# Instrução a
Com base no excerto sobre a Cascata Comunitária, explique em uma a três frases por que Lisa Barbosa considera a oficina um privilégio.

A Cascata Comunitária convida a população a reproduzir parte da identidade arquitetónica da cidade. Nas oficinas de cerâmica é dada liberdade para cada um escolher o formato, o desenho, a dimensão ou as cores da casa que produzem em barro.

Este ano, mais de 600 pessoas puseram “mãos à obra” para construir a Cascata Comunitária. “Neste momento temos cerca de três mil casas para a montagem da cascata”, diz Teresa Branco.

 

 

 

Um projeto da cidade para a cidade

 

No centro da Oficina Brâmica, onde a luz do sol atravessa a claraboia que dá acesso ao terraço, duas mesas servem de apoio às centenas de peças em barro que dentro de uma semana estarão expostas no Mercado do Bolhão. Trabalhos que vão passar pelas mãos de Lisa, de Lucie e de Marco, três dos participantes das oficinas gratuitas para a construção da Cascata Comunitária.

 

 

Lisa Barbosa tem 25 anos, é licenciada em Belas Artes com especialização em escultura e posteriormente frequentou um curso de cerâmica. “Sou ceramista e estou a colaborar com a Teresa Branco neste projeto que é muito bonito. Faltam projetos em que a comunidade possa participar ativamente e eu olho para esta oficina como um privilégio, de poder participar num projeto em que todos estão no mesmo espaço e que é um bem comum para a cidade”.

# Entradas do exercício

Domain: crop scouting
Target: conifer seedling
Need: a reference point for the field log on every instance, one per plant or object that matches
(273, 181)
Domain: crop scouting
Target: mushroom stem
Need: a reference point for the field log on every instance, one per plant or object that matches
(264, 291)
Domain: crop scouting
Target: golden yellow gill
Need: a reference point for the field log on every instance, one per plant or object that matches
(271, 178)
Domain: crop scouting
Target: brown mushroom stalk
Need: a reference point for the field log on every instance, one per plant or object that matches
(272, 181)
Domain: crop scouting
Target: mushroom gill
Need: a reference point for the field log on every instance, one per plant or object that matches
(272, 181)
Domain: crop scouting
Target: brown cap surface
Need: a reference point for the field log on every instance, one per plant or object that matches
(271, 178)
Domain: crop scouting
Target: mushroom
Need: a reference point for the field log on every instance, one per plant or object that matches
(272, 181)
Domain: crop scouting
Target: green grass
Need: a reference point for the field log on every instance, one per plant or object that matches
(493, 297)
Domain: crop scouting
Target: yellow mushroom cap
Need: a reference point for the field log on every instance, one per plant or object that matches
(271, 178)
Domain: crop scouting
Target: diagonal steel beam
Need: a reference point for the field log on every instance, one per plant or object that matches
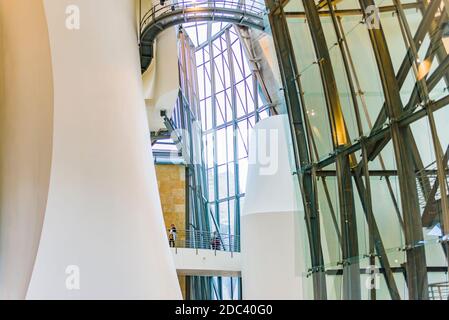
(340, 137)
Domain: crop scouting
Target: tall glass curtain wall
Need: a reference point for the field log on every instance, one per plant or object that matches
(229, 104)
(360, 115)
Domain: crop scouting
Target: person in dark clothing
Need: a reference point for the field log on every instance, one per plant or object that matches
(215, 242)
(172, 236)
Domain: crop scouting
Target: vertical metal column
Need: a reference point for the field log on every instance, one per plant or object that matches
(416, 259)
(295, 107)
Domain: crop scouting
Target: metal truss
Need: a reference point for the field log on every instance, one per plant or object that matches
(392, 124)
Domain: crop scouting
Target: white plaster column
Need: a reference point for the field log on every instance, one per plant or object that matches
(103, 217)
(272, 252)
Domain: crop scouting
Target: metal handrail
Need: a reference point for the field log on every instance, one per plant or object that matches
(254, 8)
(196, 239)
(439, 291)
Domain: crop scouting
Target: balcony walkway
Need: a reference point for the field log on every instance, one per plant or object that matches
(161, 17)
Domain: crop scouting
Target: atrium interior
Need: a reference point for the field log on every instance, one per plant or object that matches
(224, 150)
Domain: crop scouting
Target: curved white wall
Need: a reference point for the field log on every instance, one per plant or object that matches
(161, 80)
(26, 115)
(272, 259)
(103, 214)
(207, 263)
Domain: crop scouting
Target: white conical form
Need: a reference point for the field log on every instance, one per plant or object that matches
(103, 235)
(26, 129)
(272, 250)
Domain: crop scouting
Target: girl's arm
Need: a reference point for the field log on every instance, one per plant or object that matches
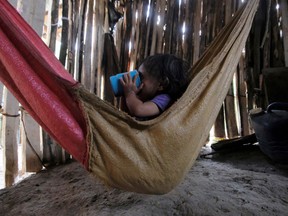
(135, 106)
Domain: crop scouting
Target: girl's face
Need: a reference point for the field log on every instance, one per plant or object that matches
(151, 86)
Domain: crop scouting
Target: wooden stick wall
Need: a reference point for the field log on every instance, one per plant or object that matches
(97, 38)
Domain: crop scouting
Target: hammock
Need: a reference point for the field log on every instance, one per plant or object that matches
(141, 156)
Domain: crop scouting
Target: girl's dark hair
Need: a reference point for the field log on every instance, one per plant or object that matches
(170, 71)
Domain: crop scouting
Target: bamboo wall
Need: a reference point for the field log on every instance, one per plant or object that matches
(97, 38)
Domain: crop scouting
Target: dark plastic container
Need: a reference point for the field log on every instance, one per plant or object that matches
(271, 129)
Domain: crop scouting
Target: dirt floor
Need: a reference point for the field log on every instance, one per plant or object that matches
(243, 182)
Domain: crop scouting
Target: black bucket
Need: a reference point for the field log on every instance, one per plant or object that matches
(271, 129)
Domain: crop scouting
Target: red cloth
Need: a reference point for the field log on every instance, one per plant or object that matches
(41, 84)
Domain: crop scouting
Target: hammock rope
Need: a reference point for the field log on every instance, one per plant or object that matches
(146, 157)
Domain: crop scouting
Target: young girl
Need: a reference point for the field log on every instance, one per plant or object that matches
(163, 80)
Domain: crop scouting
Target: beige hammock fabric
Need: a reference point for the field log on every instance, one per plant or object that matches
(154, 156)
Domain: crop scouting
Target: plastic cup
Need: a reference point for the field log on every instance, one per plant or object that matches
(116, 84)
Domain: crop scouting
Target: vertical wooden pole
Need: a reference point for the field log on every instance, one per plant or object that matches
(10, 126)
(32, 146)
(284, 11)
(197, 27)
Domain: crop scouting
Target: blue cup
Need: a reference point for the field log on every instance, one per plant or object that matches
(116, 84)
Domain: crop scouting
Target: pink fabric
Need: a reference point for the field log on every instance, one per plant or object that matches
(41, 84)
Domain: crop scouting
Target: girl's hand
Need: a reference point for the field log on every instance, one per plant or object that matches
(129, 84)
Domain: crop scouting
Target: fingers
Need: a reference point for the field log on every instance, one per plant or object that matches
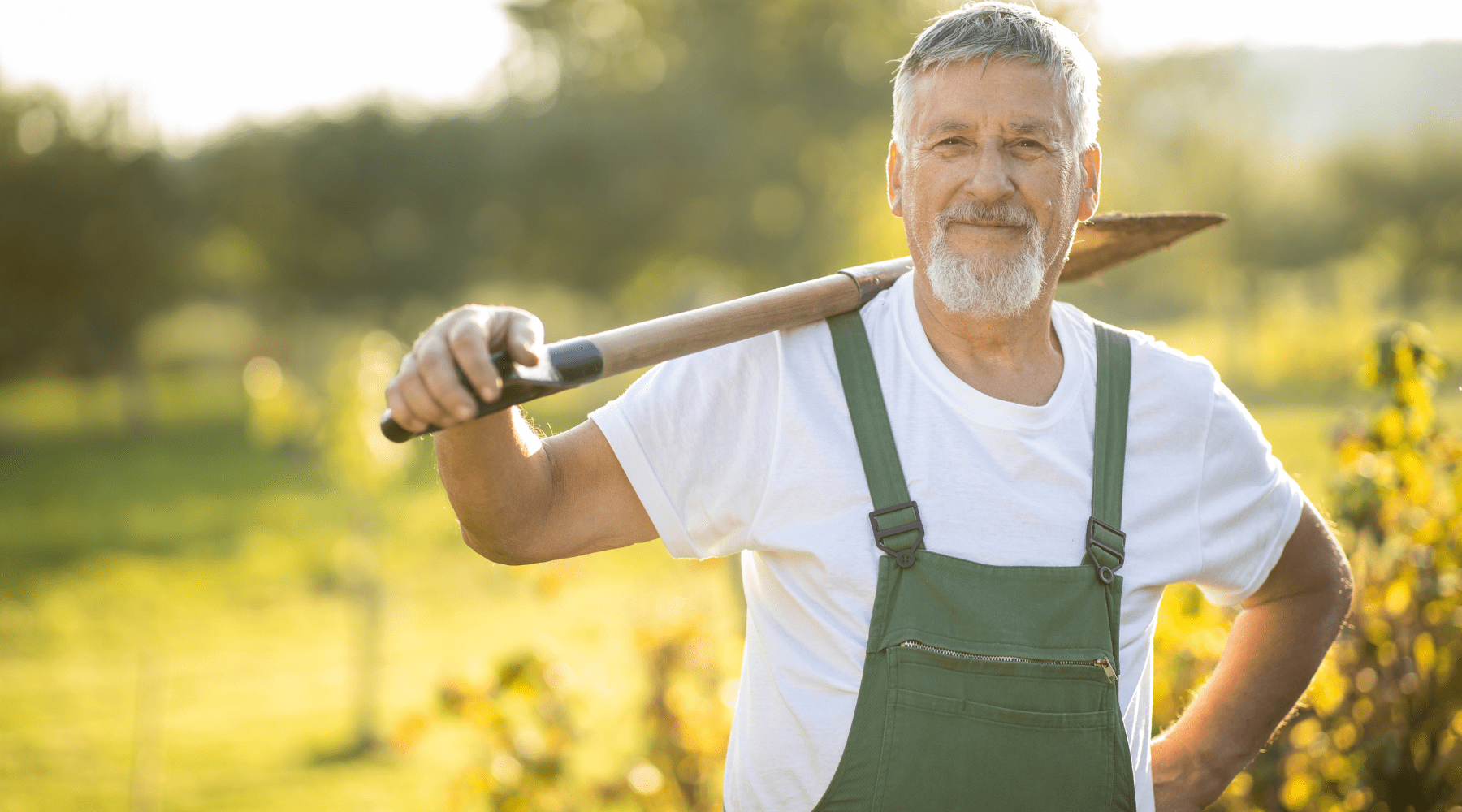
(468, 340)
(526, 338)
(438, 371)
(427, 389)
(411, 404)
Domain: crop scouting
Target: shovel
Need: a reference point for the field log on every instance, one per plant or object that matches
(1101, 243)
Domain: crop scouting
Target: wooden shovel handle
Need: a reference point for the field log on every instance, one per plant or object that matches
(1100, 243)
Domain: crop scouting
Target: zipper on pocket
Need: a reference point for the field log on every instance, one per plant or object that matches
(1103, 663)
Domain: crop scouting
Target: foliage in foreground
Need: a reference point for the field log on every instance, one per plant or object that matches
(1383, 719)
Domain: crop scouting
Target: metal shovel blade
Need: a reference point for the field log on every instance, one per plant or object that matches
(1107, 240)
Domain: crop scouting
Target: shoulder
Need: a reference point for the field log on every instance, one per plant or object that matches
(1164, 380)
(1149, 355)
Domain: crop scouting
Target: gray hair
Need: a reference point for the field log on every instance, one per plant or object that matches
(1005, 31)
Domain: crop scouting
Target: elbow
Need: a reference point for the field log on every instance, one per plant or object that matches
(497, 550)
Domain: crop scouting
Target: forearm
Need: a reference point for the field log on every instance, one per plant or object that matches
(499, 479)
(1268, 662)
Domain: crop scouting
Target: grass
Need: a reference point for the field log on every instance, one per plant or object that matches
(177, 624)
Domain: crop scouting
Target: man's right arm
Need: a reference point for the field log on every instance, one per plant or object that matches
(519, 499)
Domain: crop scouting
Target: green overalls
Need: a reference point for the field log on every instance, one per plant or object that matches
(987, 689)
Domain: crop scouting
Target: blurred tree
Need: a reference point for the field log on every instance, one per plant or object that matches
(89, 239)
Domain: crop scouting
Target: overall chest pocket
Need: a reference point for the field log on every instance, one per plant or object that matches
(970, 732)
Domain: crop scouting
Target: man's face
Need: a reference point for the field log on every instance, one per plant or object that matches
(990, 184)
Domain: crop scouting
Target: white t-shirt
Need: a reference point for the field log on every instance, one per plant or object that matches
(747, 449)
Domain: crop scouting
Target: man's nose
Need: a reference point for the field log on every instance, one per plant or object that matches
(988, 180)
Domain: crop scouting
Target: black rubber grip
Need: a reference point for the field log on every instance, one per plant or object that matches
(570, 364)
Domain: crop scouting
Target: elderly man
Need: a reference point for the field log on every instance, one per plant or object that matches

# Instrução b
Extraia, por favor, todas as linhas das entradas que contêm a palavra "brown".

# Resposta a
Lisa Barbosa vê a oficina como um privilégio porque pode participar num projeto em que todos estão no mesmo espaço e que é um bem comum para a cidade. Ela acrescenta que faltam projetos em que a comunidade possa participar ativamente.

# Resposta b
Target: brown mushroom stalk
Target: brown cap surface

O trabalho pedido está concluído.